── INFORMATION PROVIDED

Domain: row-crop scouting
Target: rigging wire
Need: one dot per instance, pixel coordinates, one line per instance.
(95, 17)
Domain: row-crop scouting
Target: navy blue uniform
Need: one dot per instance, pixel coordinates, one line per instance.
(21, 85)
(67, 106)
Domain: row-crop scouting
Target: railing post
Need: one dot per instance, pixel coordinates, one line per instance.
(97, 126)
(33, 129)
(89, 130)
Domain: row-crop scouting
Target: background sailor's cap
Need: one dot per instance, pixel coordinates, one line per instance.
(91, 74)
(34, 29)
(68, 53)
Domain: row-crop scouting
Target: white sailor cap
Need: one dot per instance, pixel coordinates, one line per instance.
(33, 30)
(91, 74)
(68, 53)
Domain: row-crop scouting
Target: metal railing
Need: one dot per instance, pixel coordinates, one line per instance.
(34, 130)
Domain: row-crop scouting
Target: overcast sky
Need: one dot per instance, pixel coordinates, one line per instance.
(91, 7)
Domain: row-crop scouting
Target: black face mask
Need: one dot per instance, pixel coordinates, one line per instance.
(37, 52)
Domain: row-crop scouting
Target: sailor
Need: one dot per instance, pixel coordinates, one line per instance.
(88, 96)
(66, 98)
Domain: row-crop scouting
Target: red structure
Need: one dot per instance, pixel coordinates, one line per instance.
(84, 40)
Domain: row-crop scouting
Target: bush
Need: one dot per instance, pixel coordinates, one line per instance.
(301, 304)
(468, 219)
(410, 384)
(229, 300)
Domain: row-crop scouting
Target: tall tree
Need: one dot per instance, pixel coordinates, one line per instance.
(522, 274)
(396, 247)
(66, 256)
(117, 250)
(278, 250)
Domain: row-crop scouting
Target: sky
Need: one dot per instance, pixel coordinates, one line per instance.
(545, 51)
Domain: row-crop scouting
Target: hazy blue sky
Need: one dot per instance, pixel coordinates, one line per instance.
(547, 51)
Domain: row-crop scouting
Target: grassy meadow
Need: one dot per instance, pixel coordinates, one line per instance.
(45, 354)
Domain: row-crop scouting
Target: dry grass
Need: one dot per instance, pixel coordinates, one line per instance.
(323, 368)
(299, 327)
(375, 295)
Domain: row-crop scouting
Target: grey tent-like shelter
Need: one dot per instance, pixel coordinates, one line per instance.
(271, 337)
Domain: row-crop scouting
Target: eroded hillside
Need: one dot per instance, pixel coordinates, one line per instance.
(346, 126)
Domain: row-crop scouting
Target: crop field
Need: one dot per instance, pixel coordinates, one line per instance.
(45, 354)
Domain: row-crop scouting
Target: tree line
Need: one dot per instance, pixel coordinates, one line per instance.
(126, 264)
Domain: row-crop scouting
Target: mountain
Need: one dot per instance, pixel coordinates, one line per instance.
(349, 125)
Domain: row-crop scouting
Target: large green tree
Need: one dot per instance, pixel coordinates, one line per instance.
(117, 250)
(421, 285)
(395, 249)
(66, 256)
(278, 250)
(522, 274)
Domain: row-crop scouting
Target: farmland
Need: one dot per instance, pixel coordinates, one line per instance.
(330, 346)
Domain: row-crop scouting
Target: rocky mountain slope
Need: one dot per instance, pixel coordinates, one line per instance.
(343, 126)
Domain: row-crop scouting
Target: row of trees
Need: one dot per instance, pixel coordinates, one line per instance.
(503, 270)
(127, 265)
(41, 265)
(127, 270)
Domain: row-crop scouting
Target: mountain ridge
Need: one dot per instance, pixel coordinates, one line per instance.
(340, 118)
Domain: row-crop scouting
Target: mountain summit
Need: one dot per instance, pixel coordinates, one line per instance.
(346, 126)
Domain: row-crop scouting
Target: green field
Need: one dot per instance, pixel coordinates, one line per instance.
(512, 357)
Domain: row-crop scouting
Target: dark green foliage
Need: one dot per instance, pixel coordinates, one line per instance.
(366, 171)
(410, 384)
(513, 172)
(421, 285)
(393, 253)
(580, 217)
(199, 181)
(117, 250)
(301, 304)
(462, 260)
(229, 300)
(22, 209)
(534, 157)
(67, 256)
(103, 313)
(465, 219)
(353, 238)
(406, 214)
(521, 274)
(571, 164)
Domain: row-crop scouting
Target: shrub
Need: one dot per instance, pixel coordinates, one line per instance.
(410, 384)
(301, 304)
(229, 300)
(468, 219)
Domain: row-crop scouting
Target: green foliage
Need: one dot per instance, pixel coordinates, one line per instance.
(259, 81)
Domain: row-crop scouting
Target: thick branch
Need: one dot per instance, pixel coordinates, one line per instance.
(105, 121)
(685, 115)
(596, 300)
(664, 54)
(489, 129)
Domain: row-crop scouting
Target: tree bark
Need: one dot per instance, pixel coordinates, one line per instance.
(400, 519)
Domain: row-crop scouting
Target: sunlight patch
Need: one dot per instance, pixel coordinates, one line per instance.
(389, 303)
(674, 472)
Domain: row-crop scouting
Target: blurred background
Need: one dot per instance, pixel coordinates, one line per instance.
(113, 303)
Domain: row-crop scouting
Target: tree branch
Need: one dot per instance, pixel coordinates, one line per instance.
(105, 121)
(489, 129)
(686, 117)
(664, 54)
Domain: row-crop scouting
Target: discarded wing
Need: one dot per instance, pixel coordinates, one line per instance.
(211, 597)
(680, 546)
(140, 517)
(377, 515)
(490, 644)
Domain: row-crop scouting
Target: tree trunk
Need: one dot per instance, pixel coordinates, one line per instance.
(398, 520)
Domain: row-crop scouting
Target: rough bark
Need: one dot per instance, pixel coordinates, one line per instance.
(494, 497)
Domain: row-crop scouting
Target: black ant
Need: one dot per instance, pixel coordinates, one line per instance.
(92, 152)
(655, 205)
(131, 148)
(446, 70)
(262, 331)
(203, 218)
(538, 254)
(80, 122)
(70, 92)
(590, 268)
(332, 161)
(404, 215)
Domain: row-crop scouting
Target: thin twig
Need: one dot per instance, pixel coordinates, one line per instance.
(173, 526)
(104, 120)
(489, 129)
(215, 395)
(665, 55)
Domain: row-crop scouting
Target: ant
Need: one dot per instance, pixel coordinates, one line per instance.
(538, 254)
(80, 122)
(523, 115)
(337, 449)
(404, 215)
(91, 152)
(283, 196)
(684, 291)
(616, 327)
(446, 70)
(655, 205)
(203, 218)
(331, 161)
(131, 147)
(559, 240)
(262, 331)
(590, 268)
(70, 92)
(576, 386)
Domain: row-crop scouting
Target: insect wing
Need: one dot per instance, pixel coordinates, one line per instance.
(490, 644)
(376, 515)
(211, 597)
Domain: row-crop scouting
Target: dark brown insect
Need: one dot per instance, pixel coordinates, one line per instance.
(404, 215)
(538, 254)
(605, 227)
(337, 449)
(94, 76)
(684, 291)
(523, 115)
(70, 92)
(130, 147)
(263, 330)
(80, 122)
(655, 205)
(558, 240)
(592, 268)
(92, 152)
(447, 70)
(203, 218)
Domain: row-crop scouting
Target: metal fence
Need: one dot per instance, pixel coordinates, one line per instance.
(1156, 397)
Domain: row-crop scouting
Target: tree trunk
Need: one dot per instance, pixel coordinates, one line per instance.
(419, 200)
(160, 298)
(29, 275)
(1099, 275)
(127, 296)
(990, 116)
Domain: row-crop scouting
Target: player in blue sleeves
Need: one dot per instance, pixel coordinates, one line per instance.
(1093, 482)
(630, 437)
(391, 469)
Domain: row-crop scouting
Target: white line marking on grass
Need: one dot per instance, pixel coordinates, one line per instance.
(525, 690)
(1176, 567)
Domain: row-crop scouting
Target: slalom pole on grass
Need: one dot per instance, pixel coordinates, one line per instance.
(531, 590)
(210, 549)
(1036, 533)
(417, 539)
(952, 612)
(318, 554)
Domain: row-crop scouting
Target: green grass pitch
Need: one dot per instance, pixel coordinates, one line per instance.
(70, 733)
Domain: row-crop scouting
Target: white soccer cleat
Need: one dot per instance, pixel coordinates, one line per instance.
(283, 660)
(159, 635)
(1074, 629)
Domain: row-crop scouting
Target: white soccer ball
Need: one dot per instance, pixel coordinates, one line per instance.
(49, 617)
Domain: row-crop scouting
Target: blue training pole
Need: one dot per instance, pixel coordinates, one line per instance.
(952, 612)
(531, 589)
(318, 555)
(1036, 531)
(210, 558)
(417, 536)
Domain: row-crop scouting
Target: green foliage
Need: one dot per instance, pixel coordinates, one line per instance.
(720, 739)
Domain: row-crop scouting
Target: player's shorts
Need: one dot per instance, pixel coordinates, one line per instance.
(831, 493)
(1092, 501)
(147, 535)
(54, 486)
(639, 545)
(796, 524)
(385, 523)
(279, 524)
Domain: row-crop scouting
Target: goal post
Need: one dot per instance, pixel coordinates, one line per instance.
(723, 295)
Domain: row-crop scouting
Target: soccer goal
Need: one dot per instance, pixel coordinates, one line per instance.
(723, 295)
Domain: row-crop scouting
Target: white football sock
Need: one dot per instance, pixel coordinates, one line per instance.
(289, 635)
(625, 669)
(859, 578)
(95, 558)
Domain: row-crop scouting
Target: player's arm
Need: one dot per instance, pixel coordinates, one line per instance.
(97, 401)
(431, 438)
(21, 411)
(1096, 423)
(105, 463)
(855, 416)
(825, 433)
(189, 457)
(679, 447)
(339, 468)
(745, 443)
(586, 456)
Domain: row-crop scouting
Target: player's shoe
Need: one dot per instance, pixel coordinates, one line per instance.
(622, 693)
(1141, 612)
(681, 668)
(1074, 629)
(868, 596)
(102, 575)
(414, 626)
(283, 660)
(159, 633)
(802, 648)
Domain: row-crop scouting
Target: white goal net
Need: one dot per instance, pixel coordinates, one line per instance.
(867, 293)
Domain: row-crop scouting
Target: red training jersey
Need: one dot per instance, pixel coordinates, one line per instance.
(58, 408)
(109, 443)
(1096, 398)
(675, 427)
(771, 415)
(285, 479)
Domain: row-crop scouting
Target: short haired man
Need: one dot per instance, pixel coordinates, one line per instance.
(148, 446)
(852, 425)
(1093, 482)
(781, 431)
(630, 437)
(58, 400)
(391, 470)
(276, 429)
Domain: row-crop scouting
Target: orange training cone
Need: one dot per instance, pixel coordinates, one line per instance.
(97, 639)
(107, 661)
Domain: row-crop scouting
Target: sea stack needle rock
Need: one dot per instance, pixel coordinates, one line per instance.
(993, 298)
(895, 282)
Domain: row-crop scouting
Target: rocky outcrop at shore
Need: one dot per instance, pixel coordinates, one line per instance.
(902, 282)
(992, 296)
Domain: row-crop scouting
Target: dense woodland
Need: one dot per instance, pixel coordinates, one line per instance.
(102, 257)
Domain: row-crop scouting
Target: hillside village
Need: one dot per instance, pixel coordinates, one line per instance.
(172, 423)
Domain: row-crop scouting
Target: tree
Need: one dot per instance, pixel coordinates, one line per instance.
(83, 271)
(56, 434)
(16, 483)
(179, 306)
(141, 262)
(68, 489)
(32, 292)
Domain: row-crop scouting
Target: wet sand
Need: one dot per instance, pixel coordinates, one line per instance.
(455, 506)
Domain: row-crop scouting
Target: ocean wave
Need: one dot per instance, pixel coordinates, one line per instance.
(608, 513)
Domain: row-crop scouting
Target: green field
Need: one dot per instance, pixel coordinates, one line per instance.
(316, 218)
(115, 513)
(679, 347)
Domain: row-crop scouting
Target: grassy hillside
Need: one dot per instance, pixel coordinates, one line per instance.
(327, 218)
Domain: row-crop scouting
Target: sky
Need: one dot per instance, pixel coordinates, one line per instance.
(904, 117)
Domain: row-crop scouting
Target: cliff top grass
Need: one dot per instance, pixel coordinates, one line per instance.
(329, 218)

────

▸ REQUIREMENT:
Pull out every line of the entries above that contains the string "background", matching case exactly.

▸ EXPECTED ANSWER:
Target: background sailor's cap
Target: blurred background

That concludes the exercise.